EXERCISE REQUIREMENTS
Produce an exact copy of the lines from the line that contains "Target: concrete pillar" to the end of the listing below.

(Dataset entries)

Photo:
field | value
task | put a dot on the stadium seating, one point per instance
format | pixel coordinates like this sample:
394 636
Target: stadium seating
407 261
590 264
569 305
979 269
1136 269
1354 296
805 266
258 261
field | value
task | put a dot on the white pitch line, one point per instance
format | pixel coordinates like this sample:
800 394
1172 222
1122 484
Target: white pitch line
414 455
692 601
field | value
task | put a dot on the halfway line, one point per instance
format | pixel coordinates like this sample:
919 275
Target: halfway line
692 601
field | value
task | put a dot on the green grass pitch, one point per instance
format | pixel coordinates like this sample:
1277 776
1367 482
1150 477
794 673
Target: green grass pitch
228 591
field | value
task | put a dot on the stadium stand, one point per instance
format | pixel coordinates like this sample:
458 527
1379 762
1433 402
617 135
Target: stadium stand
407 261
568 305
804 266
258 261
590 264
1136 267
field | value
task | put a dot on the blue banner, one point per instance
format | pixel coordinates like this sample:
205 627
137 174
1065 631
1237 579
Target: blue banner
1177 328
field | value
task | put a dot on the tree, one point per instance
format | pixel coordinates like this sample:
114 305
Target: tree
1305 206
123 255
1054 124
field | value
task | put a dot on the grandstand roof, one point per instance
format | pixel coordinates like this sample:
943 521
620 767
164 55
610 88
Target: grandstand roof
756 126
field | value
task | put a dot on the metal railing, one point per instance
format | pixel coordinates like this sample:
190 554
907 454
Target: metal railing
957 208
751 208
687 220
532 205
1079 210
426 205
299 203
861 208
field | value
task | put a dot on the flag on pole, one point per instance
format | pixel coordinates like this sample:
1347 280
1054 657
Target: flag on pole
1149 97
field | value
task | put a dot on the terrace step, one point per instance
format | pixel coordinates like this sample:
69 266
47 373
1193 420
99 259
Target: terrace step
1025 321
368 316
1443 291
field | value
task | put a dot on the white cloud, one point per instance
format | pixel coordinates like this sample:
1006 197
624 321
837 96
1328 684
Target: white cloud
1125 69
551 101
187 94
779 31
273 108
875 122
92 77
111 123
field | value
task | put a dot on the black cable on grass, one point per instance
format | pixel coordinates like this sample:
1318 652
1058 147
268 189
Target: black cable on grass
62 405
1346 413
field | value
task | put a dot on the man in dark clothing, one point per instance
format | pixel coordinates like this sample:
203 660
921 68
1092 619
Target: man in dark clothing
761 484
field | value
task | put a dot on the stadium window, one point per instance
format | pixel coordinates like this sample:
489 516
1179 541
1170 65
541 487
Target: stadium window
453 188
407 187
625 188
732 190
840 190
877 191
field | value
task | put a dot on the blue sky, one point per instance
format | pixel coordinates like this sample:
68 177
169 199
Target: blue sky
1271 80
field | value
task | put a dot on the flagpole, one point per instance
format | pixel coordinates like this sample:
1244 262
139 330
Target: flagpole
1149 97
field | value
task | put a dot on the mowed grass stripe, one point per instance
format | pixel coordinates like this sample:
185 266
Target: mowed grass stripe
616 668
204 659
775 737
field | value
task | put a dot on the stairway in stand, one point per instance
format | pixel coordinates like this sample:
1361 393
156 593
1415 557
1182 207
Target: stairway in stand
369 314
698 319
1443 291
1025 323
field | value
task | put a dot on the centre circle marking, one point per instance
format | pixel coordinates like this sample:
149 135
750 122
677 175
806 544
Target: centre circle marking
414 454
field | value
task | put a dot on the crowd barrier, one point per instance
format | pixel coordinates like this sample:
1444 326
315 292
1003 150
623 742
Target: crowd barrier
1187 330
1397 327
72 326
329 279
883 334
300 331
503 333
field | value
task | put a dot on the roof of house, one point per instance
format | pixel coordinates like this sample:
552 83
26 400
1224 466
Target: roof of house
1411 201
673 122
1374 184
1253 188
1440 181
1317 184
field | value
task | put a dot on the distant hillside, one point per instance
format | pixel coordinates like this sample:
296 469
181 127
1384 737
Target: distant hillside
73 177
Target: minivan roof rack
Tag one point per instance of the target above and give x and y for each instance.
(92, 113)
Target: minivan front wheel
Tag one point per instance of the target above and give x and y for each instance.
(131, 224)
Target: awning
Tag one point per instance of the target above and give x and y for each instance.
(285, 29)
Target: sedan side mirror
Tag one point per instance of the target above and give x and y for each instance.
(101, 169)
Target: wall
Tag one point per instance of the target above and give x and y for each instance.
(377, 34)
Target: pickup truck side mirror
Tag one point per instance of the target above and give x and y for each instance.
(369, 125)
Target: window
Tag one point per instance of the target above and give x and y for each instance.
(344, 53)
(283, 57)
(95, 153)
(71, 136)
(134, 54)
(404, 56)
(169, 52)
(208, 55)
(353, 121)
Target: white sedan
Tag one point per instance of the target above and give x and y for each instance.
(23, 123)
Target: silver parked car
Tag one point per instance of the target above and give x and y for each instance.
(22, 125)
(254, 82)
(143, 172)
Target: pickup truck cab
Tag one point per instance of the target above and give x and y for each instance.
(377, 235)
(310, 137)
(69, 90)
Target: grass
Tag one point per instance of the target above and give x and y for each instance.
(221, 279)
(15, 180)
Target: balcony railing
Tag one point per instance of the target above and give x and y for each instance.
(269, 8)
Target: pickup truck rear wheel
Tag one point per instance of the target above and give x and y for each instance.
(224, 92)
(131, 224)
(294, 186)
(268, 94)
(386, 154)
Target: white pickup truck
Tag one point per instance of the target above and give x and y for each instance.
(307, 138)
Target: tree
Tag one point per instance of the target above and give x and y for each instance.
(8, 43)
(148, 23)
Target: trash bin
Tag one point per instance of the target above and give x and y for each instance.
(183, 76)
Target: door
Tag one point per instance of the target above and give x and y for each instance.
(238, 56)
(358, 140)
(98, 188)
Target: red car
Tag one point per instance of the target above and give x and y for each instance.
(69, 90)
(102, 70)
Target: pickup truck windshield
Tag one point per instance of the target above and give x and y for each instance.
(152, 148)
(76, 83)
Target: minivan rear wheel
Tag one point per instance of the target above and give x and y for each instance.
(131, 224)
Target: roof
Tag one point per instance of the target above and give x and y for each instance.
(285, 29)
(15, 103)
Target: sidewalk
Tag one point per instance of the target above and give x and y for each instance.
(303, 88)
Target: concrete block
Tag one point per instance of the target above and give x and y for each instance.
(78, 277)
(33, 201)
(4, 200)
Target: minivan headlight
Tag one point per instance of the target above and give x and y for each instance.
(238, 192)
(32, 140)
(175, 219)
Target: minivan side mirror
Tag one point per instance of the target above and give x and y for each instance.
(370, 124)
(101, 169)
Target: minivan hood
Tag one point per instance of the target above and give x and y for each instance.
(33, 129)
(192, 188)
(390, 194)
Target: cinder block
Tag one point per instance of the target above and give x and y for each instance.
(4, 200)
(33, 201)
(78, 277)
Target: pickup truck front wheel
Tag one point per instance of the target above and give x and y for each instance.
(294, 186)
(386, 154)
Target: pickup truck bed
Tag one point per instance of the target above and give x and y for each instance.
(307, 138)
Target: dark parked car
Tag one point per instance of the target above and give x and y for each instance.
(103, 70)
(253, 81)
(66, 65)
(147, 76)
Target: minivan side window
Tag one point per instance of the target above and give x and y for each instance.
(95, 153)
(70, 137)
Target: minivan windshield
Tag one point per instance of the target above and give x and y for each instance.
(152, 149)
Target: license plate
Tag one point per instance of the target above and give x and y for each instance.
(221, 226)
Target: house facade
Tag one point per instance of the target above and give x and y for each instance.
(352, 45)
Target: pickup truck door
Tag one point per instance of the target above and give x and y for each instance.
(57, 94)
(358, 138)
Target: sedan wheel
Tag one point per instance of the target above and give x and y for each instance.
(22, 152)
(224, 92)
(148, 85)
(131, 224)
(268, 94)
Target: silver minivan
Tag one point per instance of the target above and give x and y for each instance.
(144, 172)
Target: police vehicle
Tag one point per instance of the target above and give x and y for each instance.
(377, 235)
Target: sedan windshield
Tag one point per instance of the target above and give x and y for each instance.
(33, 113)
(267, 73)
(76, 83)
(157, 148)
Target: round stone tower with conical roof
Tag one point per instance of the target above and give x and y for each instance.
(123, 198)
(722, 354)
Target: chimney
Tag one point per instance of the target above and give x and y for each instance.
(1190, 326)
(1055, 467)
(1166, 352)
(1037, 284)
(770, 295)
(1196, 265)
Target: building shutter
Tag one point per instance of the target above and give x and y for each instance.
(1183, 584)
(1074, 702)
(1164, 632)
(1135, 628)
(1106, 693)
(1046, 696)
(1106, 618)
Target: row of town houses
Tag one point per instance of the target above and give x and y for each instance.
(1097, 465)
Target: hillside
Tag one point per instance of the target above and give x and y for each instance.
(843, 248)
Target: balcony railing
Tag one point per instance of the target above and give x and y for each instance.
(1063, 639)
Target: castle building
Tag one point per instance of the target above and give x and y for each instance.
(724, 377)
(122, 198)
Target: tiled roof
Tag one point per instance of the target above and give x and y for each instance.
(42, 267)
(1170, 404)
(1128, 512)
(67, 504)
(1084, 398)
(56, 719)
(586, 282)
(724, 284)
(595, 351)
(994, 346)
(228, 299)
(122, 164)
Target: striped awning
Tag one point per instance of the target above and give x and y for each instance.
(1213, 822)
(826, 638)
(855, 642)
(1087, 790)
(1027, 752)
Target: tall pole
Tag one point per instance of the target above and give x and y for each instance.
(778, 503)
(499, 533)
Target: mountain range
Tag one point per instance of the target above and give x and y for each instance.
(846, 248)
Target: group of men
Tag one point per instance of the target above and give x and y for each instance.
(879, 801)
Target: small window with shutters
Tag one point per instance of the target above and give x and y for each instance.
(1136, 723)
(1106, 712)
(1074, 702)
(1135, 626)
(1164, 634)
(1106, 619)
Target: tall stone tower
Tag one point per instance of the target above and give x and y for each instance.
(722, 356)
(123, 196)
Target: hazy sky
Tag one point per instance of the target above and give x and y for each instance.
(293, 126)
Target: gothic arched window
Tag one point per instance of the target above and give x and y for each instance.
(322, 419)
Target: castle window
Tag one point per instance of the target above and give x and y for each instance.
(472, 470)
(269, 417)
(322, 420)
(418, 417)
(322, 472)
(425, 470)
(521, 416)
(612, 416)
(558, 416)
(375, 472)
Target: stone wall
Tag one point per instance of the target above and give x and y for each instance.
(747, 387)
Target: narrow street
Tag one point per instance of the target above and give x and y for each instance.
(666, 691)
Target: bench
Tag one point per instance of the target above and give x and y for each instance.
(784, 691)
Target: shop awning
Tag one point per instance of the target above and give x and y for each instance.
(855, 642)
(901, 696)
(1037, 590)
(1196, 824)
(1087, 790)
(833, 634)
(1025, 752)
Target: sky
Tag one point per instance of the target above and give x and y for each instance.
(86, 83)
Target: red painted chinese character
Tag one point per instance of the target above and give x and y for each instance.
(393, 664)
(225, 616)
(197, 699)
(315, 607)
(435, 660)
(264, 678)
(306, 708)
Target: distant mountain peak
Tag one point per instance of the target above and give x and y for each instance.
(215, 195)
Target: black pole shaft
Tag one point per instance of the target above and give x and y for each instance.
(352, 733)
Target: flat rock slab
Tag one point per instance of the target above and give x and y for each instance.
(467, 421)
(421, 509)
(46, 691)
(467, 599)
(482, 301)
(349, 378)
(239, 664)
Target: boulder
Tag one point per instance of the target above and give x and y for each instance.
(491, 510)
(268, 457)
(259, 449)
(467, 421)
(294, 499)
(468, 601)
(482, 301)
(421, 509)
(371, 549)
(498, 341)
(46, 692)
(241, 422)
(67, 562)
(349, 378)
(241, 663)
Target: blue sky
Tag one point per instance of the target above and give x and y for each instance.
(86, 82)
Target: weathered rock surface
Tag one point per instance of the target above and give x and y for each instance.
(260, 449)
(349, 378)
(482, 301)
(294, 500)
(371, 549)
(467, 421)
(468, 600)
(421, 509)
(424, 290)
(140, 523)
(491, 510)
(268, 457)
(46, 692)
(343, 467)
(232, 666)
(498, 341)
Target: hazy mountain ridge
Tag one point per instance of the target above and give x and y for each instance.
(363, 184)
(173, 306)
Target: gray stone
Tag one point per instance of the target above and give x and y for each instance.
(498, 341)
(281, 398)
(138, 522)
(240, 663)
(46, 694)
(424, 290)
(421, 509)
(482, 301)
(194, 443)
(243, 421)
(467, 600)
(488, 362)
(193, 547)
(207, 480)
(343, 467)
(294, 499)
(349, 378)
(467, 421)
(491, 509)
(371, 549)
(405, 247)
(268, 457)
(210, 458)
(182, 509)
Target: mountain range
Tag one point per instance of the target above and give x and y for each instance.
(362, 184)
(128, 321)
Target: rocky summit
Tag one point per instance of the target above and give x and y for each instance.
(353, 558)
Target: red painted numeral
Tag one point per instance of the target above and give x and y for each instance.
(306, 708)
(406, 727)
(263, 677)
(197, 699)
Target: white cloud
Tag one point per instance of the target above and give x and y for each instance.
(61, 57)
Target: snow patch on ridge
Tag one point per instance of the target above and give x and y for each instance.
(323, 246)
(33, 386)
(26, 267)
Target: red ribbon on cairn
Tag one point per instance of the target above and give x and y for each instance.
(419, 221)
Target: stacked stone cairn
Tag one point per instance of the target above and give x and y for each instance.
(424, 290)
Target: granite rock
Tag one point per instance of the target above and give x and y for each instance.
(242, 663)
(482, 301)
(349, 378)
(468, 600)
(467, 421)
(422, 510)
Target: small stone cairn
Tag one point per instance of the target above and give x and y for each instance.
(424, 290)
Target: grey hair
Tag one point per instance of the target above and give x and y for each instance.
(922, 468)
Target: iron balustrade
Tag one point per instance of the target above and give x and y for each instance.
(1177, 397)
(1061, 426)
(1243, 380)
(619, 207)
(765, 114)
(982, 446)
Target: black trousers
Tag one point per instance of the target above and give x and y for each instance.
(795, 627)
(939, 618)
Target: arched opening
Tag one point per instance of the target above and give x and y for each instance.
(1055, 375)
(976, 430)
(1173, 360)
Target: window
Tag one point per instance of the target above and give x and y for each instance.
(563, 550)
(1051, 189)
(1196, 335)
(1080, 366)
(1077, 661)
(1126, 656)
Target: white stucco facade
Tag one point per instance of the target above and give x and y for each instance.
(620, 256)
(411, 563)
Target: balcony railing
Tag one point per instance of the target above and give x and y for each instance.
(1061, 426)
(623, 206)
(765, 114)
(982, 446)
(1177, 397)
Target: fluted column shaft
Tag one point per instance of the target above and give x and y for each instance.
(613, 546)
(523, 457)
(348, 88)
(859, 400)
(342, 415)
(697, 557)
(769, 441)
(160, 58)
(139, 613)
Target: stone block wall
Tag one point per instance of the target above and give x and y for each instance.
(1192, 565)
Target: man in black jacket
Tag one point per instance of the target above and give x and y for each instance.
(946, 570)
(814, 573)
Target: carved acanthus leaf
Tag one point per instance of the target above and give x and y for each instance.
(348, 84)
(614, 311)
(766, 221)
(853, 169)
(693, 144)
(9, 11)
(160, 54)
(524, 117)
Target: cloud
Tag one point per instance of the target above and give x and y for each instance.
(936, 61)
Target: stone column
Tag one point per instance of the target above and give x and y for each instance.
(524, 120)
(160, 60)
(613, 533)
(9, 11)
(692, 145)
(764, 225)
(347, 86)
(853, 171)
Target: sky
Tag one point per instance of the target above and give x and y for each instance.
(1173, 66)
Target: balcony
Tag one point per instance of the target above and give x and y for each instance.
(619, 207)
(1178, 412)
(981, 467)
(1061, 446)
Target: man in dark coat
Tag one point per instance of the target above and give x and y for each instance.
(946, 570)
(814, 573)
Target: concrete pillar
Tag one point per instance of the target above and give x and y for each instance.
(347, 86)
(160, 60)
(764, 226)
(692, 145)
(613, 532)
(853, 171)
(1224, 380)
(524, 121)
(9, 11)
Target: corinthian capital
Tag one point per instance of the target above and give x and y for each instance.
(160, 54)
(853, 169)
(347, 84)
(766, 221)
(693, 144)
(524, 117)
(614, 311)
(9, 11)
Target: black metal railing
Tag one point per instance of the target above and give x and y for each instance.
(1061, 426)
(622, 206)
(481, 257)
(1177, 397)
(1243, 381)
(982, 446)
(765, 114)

RIGHT ANSWER
Target: concrete pillar
Tag one point per instance of the target above and give x and y for each instance.
(347, 86)
(160, 60)
(764, 226)
(692, 145)
(613, 532)
(853, 171)
(1224, 380)
(524, 121)
(9, 11)
Target: corinthian capital
Tag one point per instance of the target above and give x and y for each instance.
(160, 54)
(853, 169)
(347, 84)
(766, 221)
(693, 144)
(524, 117)
(614, 311)
(9, 11)
Target: black metal railing
Tag one point per instance of the target above and give x and y for each instance.
(1061, 426)
(622, 206)
(481, 257)
(1177, 397)
(1243, 381)
(982, 446)
(765, 114)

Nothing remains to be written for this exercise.